• **TASK OBJECTIVE**
From the first line to the last, reproduce the records below exactly, omitting any picture.

• **PROVIDED MATERIAL**
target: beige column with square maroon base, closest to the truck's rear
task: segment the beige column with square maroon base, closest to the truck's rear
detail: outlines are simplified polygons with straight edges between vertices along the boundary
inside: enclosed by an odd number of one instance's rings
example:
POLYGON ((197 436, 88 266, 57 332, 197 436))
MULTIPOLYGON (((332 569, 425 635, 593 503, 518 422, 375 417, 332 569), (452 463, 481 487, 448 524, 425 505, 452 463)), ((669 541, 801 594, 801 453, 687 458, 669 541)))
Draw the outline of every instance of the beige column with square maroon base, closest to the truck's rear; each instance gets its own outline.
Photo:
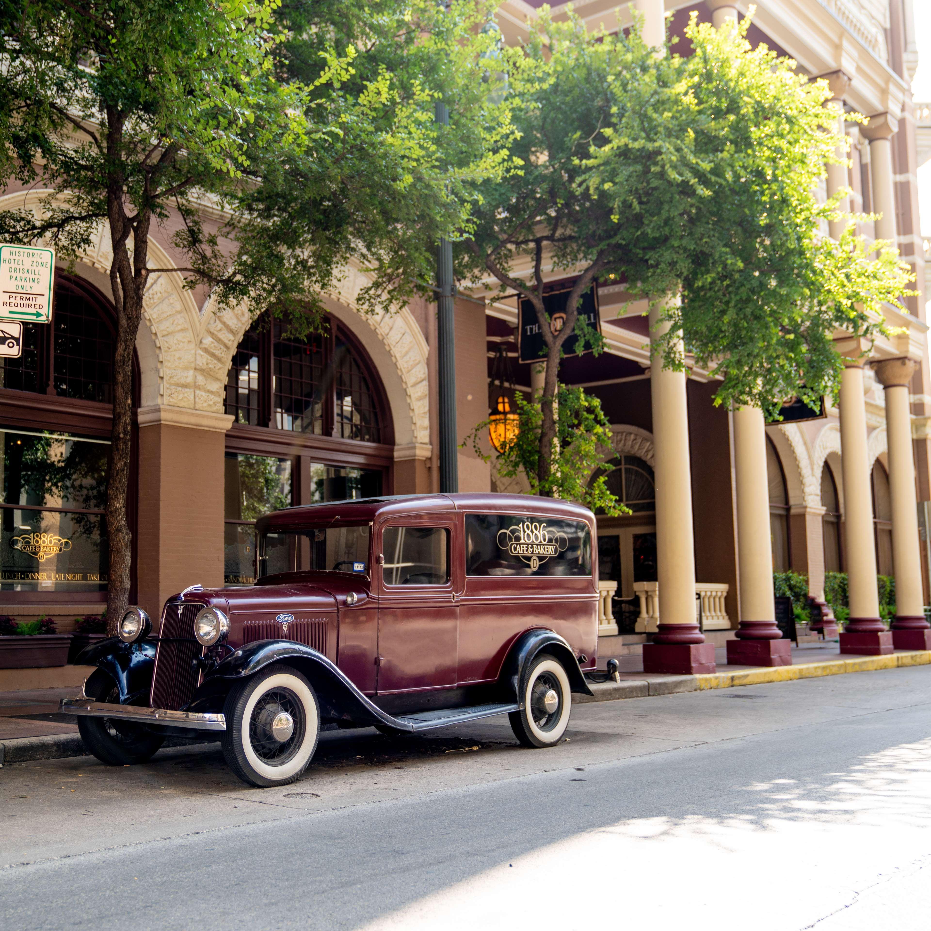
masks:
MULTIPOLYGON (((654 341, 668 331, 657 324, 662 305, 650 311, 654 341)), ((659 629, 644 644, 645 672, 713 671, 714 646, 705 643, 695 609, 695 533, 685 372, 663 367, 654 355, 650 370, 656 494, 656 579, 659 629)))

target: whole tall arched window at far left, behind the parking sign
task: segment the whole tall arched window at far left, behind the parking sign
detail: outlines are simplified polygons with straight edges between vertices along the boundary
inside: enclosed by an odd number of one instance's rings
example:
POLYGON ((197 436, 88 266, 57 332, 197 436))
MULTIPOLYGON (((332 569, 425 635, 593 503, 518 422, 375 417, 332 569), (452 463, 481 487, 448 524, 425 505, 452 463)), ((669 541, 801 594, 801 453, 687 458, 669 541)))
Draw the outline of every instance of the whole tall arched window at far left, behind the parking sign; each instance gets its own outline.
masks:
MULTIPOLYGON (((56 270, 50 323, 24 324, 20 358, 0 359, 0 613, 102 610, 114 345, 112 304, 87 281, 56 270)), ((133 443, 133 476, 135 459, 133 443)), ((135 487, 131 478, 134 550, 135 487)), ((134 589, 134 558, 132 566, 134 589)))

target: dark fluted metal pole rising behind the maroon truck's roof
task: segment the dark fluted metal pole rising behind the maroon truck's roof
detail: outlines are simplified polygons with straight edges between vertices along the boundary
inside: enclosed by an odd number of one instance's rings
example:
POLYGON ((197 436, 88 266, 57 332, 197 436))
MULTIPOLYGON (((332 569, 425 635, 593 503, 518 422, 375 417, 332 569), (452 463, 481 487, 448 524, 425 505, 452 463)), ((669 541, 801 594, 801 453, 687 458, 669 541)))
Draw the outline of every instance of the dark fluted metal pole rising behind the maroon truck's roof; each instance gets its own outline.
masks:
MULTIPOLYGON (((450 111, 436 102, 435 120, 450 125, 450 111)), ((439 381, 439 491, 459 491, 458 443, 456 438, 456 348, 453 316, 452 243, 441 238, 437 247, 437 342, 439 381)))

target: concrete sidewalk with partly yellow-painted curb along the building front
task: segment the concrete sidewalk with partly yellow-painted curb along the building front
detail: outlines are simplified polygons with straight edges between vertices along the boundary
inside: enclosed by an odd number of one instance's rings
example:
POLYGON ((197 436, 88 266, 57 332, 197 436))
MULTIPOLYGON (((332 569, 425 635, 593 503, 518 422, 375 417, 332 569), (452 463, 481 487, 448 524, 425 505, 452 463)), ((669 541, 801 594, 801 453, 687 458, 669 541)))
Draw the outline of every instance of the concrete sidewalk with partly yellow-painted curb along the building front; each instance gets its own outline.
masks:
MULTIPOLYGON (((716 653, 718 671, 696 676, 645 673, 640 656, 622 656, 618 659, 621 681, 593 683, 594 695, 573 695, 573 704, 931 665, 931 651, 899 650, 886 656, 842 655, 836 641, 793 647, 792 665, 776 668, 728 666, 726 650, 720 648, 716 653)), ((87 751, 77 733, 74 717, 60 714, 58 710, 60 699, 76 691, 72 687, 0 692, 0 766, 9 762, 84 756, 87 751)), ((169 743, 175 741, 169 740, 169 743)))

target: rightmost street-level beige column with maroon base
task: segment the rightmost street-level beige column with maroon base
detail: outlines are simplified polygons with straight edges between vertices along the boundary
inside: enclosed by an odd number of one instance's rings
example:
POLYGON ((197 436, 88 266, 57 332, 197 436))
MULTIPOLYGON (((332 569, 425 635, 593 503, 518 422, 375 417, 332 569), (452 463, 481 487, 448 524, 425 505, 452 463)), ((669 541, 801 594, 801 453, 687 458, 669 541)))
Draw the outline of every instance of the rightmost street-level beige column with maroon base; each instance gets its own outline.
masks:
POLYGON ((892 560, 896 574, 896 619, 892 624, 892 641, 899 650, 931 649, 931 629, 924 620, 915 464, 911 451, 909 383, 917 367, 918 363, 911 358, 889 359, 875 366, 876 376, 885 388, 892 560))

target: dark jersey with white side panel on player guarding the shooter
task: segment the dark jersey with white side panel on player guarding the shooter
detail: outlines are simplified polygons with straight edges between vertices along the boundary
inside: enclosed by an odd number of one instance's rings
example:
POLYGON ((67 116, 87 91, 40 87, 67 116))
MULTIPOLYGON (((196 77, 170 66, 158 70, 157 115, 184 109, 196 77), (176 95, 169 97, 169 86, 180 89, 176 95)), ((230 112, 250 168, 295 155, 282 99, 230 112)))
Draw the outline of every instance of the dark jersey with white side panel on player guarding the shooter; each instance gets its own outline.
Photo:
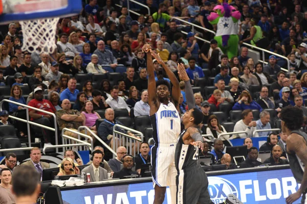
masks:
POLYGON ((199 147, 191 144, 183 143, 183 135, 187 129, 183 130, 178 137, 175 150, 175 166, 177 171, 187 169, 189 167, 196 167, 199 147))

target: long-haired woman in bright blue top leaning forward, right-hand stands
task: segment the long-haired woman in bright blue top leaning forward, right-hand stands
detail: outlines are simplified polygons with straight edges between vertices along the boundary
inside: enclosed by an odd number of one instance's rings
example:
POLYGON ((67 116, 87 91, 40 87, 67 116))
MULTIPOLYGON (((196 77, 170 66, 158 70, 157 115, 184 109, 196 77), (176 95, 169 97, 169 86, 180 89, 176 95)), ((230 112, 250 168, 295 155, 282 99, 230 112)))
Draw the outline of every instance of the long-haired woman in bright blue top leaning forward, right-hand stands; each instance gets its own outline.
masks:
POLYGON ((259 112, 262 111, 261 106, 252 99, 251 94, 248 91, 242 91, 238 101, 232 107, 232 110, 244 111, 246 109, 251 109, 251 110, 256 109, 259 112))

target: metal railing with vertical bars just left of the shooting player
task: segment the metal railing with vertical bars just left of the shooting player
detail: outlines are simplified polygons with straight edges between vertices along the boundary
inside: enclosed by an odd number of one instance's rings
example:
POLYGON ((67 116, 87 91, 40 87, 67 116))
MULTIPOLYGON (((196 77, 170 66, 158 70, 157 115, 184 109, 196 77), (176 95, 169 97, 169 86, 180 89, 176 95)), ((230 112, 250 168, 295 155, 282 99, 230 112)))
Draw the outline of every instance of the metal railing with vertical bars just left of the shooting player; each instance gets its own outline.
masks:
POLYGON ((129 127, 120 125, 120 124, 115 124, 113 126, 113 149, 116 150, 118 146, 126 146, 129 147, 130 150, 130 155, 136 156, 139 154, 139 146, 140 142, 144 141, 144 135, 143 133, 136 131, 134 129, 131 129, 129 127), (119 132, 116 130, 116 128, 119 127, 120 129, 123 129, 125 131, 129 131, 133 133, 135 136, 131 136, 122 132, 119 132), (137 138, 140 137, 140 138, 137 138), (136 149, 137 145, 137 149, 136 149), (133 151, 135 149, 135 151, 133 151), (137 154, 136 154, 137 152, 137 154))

• **YOUR RESPONSE**
target: beige column with square maroon base, closest to the truck's rear
task: segment the beige column with square maroon base, closest to the truck's rear
detail: outlines are simplified polygons with straight edges between vertices along the boundary
inside: enclosed by an odd number of one instance's rings
example:
POLYGON ((197 436, 88 266, 57 332, 197 436))
MULTIPOLYGON (((332 569, 425 635, 593 503, 518 422, 375 417, 332 569), (452 463, 481 487, 448 524, 425 505, 452 463)), ((669 541, 801 594, 801 453, 687 458, 669 541)))
Draw the outline of every instance of the beige column with square maroon base, closest to the truck's rear; each instance gets its own outline.
Photo:
masks:
MULTIPOLYGON (((654 341, 668 331, 657 324, 662 305, 650 311, 654 341)), ((659 629, 644 644, 645 672, 713 671, 714 646, 705 643, 695 609, 695 533, 685 372, 663 367, 654 355, 650 370, 656 494, 656 579, 659 629)))

target: whole tall arched window at far left, behind the parking sign
task: segment the whole tall arched window at far left, behind the parking sign
detail: outlines are simplified polygons with straight edges between vertices along the boundary
inside: enclosed by an odd number of one instance's rings
example:
POLYGON ((197 436, 88 266, 57 332, 197 436))
MULTIPOLYGON (((332 569, 425 635, 593 503, 518 422, 375 417, 332 569), (452 463, 481 487, 448 524, 425 505, 452 463)), ((669 541, 801 594, 801 453, 687 458, 669 541)))
Draw the outline of every instance of the whole tall arched window at far left, behind the parking sign; each instance gets its own outline.
masks:
MULTIPOLYGON (((56 270, 50 323, 24 324, 20 358, 0 359, 0 613, 102 610, 114 345, 112 304, 87 281, 56 270)), ((133 443, 133 476, 135 459, 133 443)), ((135 487, 131 478, 134 550, 135 487)), ((134 589, 134 558, 132 566, 134 589)))

target: dark fluted metal pole rising behind the maroon truck's roof
task: segment the dark fluted metal pole rising behind the maroon truck's roof
detail: outlines are simplified polygons with straight edges between vertices along the boundary
inside: enclosed by an odd number of one instance's rings
example:
POLYGON ((197 436, 88 266, 57 332, 197 436))
MULTIPOLYGON (((332 569, 425 635, 593 503, 518 422, 375 417, 332 569), (452 463, 481 487, 448 524, 425 505, 452 463)), ((669 541, 801 594, 801 453, 687 458, 669 541)))
Draw the outline of every instance of the dark fluted metal pole rising behind the maroon truck's roof; each instance gets its own outline.
masks:
MULTIPOLYGON (((450 111, 436 102, 435 120, 450 125, 450 111)), ((439 381, 439 491, 459 491, 458 443, 456 438, 456 348, 453 316, 452 243, 441 238, 437 247, 437 342, 439 381)))

target: concrete sidewalk with partly yellow-painted curb along the building front
task: segment the concrete sidewalk with partly yellow-painted curb along the building front
detail: outlines are simplified polygons with straight edges between vertices along the boundary
inside: enclosed by an odd number of one instance's rings
example:
POLYGON ((197 436, 88 266, 57 332, 197 436))
MULTIPOLYGON (((332 569, 425 635, 593 503, 518 422, 375 417, 332 569), (452 463, 481 487, 448 524, 425 505, 452 463)), ((669 541, 801 594, 801 453, 687 458, 669 541)))
Draw the outline of every instance of the concrete sidewalk with partly yellow-painted curb along the building front; each instance gets its own outline.
masks:
MULTIPOLYGON (((716 653, 718 671, 696 676, 645 673, 640 656, 622 656, 618 659, 621 681, 593 683, 594 695, 573 695, 573 704, 931 665, 931 651, 899 650, 886 656, 842 655, 836 641, 793 647, 792 665, 776 668, 728 666, 726 650, 720 648, 716 653)), ((87 751, 77 733, 74 717, 60 714, 58 710, 60 699, 76 691, 72 687, 0 692, 0 766, 9 762, 84 756, 87 751)), ((169 743, 175 741, 169 740, 169 743)))

target: rightmost street-level beige column with maroon base
task: segment the rightmost street-level beige column with maroon base
detail: outlines are simplified polygons with straight edges between vertices along the boundary
inside: enclosed by an odd number of one instance's rings
example:
POLYGON ((197 436, 88 266, 57 332, 197 436))
MULTIPOLYGON (((332 569, 425 635, 593 503, 518 422, 375 417, 332 569), (452 463, 481 487, 448 524, 425 505, 452 463)), ((669 541, 801 594, 801 453, 687 458, 669 541)))
Draw the outline of every instance of the rightmost street-level beige column with maroon base; each instance gets its own outline.
masks:
POLYGON ((892 560, 896 574, 896 619, 892 624, 892 641, 899 650, 931 649, 931 629, 924 620, 915 464, 911 451, 909 383, 917 367, 918 363, 911 358, 889 359, 875 366, 876 376, 885 388, 892 560))

target: dark jersey with white side panel on player guarding the shooter
task: segment the dark jersey with white side panel on player guarding the shooter
detail: outlines are simplified polygons with straight edges between vertices along the boundary
inside: enclosed by an odd number of one instance's rings
example:
POLYGON ((67 116, 87 91, 40 87, 67 116))
MULTIPOLYGON (((196 77, 170 66, 158 70, 157 115, 184 109, 196 77), (176 95, 169 97, 169 86, 180 89, 176 95)), ((230 112, 250 168, 295 155, 282 99, 230 112)))
Draw the outline of every instance of the dark jersey with white side panel on player guarding the shooter; each instance gets its own outline.
Photo:
masks:
POLYGON ((199 147, 191 144, 183 143, 183 135, 187 129, 183 130, 178 137, 175 150, 175 166, 177 171, 187 169, 189 167, 196 167, 199 147))

target: long-haired woman in bright blue top leaning forward, right-hand stands
task: segment the long-haired woman in bright blue top leaning forward, right-hand stands
detail: outlines are simplified polygons with straight edges between vertices along the boundary
inside: enclosed by an odd number of one instance's rings
example:
POLYGON ((67 116, 87 91, 40 87, 67 116))
MULTIPOLYGON (((196 77, 170 66, 158 70, 157 115, 184 109, 196 77), (176 95, 169 97, 169 86, 180 89, 176 95)), ((230 112, 250 168, 295 155, 282 99, 230 112)))
Draw the outline of every instance of the long-haired woman in bright blue top leaning forward, right-hand stands; each instance gets its own outline.
masks:
POLYGON ((259 112, 262 111, 261 106, 252 99, 251 94, 248 91, 242 91, 238 101, 232 107, 232 110, 244 111, 246 109, 251 109, 251 110, 256 109, 259 112))

target: metal railing with vertical bars just left of the shooting player
task: segment the metal railing with vertical bars just left of the shooting player
detail: outlines are simplified polygons with straight edges between vertices along the boundary
inside: enclosed by an odd number of one instance's rings
example:
POLYGON ((67 116, 87 91, 40 87, 67 116))
MULTIPOLYGON (((196 77, 170 66, 158 70, 157 115, 184 109, 196 77), (176 95, 169 97, 169 86, 180 89, 176 95)), ((230 112, 250 168, 295 155, 282 99, 230 112)))
Draw the outline of every instance of the metal railing with vertical bars just left of the shooting player; each instance gets its own outline.
masks:
POLYGON ((129 127, 120 125, 120 124, 115 124, 113 126, 113 149, 116 150, 118 146, 126 146, 129 147, 130 150, 130 155, 136 156, 139 154, 139 146, 140 142, 144 141, 144 135, 143 133, 136 131, 134 129, 131 129, 129 127), (119 132, 116 130, 116 128, 119 127, 120 129, 123 129, 125 131, 129 131, 133 133, 135 136, 131 136, 122 132, 119 132), (137 138, 140 137, 140 138, 137 138), (136 149, 137 145, 137 149, 136 149), (133 151, 135 149, 135 151, 133 151), (137 154, 136 154, 137 152, 137 154))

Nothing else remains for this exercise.